SHORT TASK:
Below is a block of records; reproduce all of them exactly and leave out any pictures.
── DATA PROVIDED ──
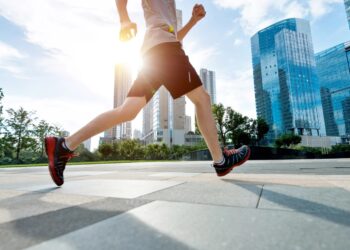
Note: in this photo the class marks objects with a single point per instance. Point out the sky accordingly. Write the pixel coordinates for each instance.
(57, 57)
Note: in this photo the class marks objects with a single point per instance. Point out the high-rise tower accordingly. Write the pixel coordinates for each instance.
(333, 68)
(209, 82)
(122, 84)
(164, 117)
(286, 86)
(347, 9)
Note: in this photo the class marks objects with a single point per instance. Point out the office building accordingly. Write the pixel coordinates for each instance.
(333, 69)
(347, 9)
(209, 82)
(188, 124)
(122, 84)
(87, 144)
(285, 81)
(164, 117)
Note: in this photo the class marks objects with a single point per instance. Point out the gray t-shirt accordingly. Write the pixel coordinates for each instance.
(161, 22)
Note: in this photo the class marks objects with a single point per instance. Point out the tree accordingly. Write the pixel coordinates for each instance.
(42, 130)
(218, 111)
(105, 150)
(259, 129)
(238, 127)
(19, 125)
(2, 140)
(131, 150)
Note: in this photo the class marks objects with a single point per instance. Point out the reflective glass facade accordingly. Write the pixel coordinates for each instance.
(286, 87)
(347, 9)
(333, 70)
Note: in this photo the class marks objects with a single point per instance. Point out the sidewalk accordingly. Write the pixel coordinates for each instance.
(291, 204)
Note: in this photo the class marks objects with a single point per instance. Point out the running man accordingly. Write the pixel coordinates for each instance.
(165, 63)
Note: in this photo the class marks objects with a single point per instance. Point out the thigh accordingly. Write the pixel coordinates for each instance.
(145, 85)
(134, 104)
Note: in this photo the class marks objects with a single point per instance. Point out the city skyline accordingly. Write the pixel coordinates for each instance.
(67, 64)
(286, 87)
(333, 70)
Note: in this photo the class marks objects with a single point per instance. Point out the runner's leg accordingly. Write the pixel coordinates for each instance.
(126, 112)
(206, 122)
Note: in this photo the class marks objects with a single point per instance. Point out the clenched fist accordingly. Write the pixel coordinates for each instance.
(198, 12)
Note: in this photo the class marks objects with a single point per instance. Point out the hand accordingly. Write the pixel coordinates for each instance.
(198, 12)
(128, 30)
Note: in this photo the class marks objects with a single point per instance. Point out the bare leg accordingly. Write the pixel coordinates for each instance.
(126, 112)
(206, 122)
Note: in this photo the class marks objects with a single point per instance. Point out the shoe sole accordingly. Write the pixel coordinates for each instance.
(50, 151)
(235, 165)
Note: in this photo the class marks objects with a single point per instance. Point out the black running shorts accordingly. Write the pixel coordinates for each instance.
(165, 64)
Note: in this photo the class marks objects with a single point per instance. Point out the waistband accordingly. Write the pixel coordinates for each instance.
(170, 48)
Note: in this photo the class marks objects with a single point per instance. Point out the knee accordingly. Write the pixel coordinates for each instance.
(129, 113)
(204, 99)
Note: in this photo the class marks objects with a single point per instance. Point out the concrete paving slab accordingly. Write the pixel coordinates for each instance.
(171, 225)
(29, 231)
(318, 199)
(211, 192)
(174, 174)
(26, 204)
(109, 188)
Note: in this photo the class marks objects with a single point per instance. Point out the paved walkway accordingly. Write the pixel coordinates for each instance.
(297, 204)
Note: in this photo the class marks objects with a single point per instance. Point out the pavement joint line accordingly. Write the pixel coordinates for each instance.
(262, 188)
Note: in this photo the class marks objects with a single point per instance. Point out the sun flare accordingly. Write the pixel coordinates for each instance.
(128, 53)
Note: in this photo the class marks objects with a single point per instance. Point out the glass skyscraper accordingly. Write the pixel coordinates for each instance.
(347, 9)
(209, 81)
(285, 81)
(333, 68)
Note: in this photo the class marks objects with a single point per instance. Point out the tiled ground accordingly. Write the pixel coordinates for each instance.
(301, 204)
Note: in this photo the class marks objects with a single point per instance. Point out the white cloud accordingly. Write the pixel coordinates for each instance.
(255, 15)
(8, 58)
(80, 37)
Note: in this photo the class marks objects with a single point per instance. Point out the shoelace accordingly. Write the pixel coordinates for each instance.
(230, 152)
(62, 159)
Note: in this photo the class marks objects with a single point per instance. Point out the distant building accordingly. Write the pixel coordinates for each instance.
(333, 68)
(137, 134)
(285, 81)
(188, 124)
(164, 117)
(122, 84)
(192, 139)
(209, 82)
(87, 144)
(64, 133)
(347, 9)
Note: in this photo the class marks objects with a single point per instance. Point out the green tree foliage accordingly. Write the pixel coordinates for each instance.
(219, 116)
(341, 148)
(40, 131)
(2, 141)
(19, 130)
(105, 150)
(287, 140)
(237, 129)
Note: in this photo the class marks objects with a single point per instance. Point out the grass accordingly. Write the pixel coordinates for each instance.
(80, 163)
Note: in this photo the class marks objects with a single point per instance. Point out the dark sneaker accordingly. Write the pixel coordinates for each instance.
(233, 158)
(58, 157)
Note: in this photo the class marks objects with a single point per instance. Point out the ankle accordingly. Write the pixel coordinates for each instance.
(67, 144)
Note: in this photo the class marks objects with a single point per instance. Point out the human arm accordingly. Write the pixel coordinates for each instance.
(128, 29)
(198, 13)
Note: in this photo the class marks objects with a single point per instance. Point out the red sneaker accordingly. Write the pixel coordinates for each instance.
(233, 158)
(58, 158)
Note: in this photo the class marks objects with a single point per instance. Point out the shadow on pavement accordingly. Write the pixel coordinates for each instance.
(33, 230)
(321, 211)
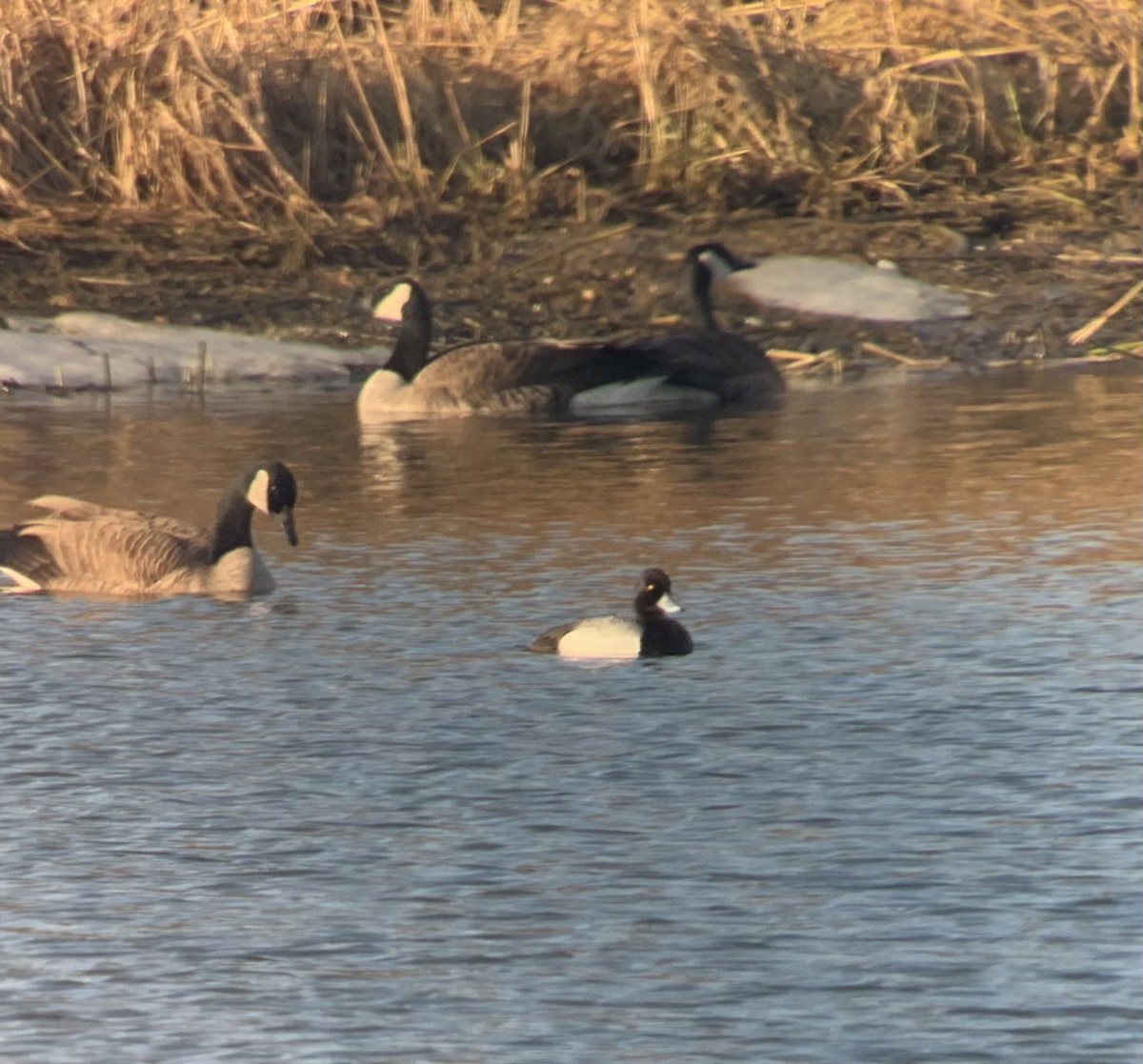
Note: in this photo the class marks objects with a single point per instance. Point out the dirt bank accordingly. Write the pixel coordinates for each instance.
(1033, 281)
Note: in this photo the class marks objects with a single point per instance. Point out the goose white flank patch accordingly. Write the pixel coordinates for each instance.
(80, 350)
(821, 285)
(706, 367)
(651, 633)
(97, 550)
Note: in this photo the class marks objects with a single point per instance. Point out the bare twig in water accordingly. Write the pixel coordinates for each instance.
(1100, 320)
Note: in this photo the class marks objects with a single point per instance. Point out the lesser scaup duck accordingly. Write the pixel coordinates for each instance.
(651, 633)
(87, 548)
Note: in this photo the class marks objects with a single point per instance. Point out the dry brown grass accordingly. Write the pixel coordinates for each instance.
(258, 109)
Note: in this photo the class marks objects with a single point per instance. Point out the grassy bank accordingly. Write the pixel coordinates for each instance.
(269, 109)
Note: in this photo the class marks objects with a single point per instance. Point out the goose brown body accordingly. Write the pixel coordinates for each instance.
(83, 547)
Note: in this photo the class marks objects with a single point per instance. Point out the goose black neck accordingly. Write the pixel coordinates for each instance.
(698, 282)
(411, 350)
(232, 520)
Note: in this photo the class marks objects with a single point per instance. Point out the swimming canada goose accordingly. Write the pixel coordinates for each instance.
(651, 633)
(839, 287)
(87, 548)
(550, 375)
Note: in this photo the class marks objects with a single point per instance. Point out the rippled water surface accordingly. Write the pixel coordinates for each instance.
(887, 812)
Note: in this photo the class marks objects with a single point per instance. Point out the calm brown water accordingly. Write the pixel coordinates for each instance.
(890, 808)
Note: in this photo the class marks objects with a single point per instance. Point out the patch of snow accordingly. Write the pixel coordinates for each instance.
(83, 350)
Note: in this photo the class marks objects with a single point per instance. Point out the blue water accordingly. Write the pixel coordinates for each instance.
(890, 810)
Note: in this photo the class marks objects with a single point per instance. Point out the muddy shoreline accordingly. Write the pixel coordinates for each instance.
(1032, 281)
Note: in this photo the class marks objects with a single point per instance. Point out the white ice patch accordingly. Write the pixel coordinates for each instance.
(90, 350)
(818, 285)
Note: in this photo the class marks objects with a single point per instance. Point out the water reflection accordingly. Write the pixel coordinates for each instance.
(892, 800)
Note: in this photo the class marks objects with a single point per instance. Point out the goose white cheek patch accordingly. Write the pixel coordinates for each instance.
───
COMPLETE RESPONSE:
Note: in this photo the class marks objects with a single point per instance. Point out the sky accordingly. Write the pixel coordinates for each instance.
(57, 57)
Note: in this photo the class marks objects with a single point per instance. Point out the high-rise tower accordingly. Write the pixel coordinates for each instance.
(333, 68)
(209, 82)
(122, 84)
(164, 117)
(286, 86)
(347, 9)
Note: in this photo the class marks objects with a single point per instance. Point out the office building accordingly. Write the pixel coordinates for each instance.
(333, 69)
(347, 9)
(209, 82)
(188, 124)
(122, 84)
(87, 144)
(285, 81)
(164, 117)
Note: in this photo the class marks objects with a single point per instance. Point out the gray t-shirt accordingly. Write the pixel coordinates for each instance.
(161, 22)
Note: in this photo the class marks objects with a single point per instance. Point out the tree accordingly. Write the pixel coordinates for each instance.
(42, 130)
(218, 111)
(105, 150)
(259, 129)
(238, 127)
(19, 125)
(2, 140)
(131, 150)
Note: in this photo the class marks objects with a single point per instance. Point out the reflective glass facade accordingly. Write the pixel coordinates for each instance.
(286, 87)
(347, 9)
(333, 70)
Note: in this photo the class marks objects with a single point per instance. Point out the sidewalk accordingly. Write the pixel coordinates for each instance.
(291, 204)
Note: in this photo the class marks objects with a single point per instance. Point out the running man accordingly. Write the pixel coordinates for each instance.
(165, 63)
Note: in this photo the class marks objects with a single point per instance. Point out the thigh accordingly. Write the pixel coordinates for each instance.
(145, 85)
(134, 104)
Note: in this photo the class marks objects with a single point per instance. Point out the city skyline accordingly. Write the pixel coordinates for each instance.
(67, 64)
(286, 87)
(333, 70)
Note: in this photo the class marks objects with a single point per instance. Point out the runner's leg accordingly. Write the pixel coordinates for each instance.
(126, 112)
(206, 122)
Note: in this photo the class marks objects with a single point per instance. Point out the clenched fist accordingly. Write the pixel coordinates for each instance.
(198, 12)
Note: in this photo the class marks objects with a single point per instance. Point out the hand accordingly. Write the pixel coordinates for each instance.
(198, 12)
(128, 30)
Note: in this photo the class marks objects with a single point per instance. Point out the bare leg accordingly. Write the pixel coordinates for each instance.
(126, 112)
(206, 122)
Note: in this photo the class marks objects with a single point per instance. Point out the shoe sole accordingly. Write the pixel coordinates for each instance.
(50, 151)
(235, 165)
Note: in this photo the class marks objects with a single point per instance. Point out the black running shorts accordingly. Write the pixel coordinates for each instance.
(165, 64)
Note: in this photo the class marks objects with a single point per instance. Point out the waistband accordingly. Write the pixel coordinates for each instance.
(170, 48)
Note: in this photo the class marks objects with a single point per instance. Point out the knee accordingly. Write the pixel coordinates for each instance.
(129, 113)
(204, 99)
Note: in this photo the class marks objects with a single point per instance. Point out the concrete paving slab accordingly. Write the pixel coordinates for each instance.
(171, 225)
(29, 231)
(318, 199)
(211, 192)
(174, 174)
(26, 204)
(109, 188)
Note: in this photo the class marks objects with a single point per instance. Point out the paved walkway accordingly. Write the pixel coordinates for each instance.
(297, 204)
Note: in this photo the class marks objects with a single point per instance. Point out the pavement joint line accordingly. Write the pixel coordinates for each instance.
(262, 188)
Note: in this photo the class marks objects with a single point per instance. Point out the sun flare accordingly. Write the pixel coordinates for each instance.
(128, 53)
Note: in this photo the class marks objects with a single point per instance. Point out the glass skyscraper accordingly. Write the pixel coordinates for each instance.
(347, 9)
(209, 81)
(285, 81)
(333, 68)
Note: in this photo the class marks objects with a single point per instance. Point out the tiled ground accordingly. Write the pixel coordinates for each instance.
(301, 204)
Note: in this photo the class marks objects with a single point per instance. Point out the white cloud accordingly. Write the pixel coordinates for each instance.
(255, 15)
(8, 58)
(80, 37)
Note: in this photo the class marks objects with a single point per instance. Point out the shoelace accordingly. Write the pixel coordinates for each instance.
(230, 152)
(62, 159)
Note: in this photo the class marks objects with a single point per instance. Point out the distant building accordingly. Write the pixel coordinates for each instance.
(333, 68)
(137, 134)
(285, 81)
(188, 124)
(164, 117)
(122, 84)
(192, 139)
(209, 82)
(87, 144)
(64, 133)
(347, 9)
Note: in this photo the class marks objects with a single point per instance. Point out the green tree foliage accordingly. Write the pixel coordinates for each instance.
(219, 116)
(341, 148)
(40, 131)
(2, 141)
(19, 130)
(105, 150)
(287, 140)
(237, 129)
Note: in this photo the class marks objects with a single point per instance. Point out the grass accordingly. Write the pixel coordinates for each instance.
(80, 163)
Note: in this photo the class marks objects with a single point per instance. Point out the dark sneaker accordingly. Write the pixel coordinates for each instance.
(233, 158)
(58, 157)
Note: in this photo the class marks objects with a single point per instance. Point out the ankle accordingly. Write the pixel coordinates for each instance.
(67, 144)
Note: in this photo the class marks objects with a single point per instance. Point out the human arm accordingly. Write the pixel coordinates for each instance.
(128, 29)
(198, 13)
Note: in this photo the class marks objects with a single point per instance. Point out the red sneaker accordingly. Write the pixel coordinates for each instance.
(233, 158)
(58, 158)
Note: in this photo the class marks objects with a single point per instance. Point out the shadow on pavement accordingly. Write the pixel coordinates for each instance.
(33, 230)
(321, 211)
Note: in this photo the class marks objects with a single point per instance. Point out the dirt bank accordingly. Write the pixel coordinates for each instance.
(1033, 281)
Note: in this photo the class marks objects with a single point per instance. Point out the goose white flank patch accordingly. Write the pixel coordinates for each instance.
(80, 350)
(821, 285)
(706, 367)
(651, 633)
(97, 550)
Note: in this photo the class marks objects with a single point per instance. Point out the bare twig in water accordingly. Write the pixel coordinates for each instance.
(1100, 320)
Note: in this photo the class marks objects with a single point per instance. Point out the lesser scaup duck accordingly. Write the pixel coordinates for each instance.
(651, 633)
(87, 548)
Note: in this photo the class marks objects with a single point per instance. Point out the dry brown grass accordingly. Write the pixel coordinates for each instance.
(258, 109)
Note: in this photo the class marks objects with a single point per instance. Point out the grassy bank accordingly. Write the pixel coordinates for each instance.
(269, 109)
Note: in this photo the class marks objects with a single point per instance. Point out the goose brown body accordingly. Write the pixel coordinates for each instance.
(83, 547)
Note: in this photo the class marks objects with a single point per instance. Point out the goose black neck accordingly. Write the pixel coordinates for each instance.
(698, 282)
(411, 350)
(232, 520)
Note: in this photo the class marks objects with a single point per instance. Point out the swimming canada goose accordingly. Write the pixel coordinates for each instance.
(651, 633)
(839, 287)
(87, 548)
(550, 375)
Note: in this photo the class marks objects with a single point per instance. Point out the rippled water surface accordingly. Write the pixel coordinates for each instance.
(887, 812)
Note: in this photo the class marks objects with a single point per instance. Point out the calm brown water accordingly. Write the pixel coordinates for each instance.
(890, 808)
Note: in this photo the class marks objects with a single point per instance. Point out the patch of snow accordingly. Write the pixel coordinates for each instance.
(83, 350)
Note: in this photo the class marks objects with a single point per instance. Point out the blue water accordingly. Write the pixel coordinates for each instance.
(890, 810)
Note: in this photo the class marks objects with a single point per instance. Point out the muddy shoreline accordingly. Write the pixel coordinates for each instance.
(1032, 281)
Note: in this photo the class marks objects with a single point per instance. Point out the white ice patch accordingly. Write the pixel coordinates for each instance.
(90, 350)
(818, 285)
Note: in this photo the class marks objects with a single point per instance. Point out the water reflection accordingly. Write the pixel coordinates for each instance.
(892, 800)
Note: in this photo the class marks objects with a single point per instance. Point out the goose white cheek patch accordingly. Write the pixel coordinates for each instance.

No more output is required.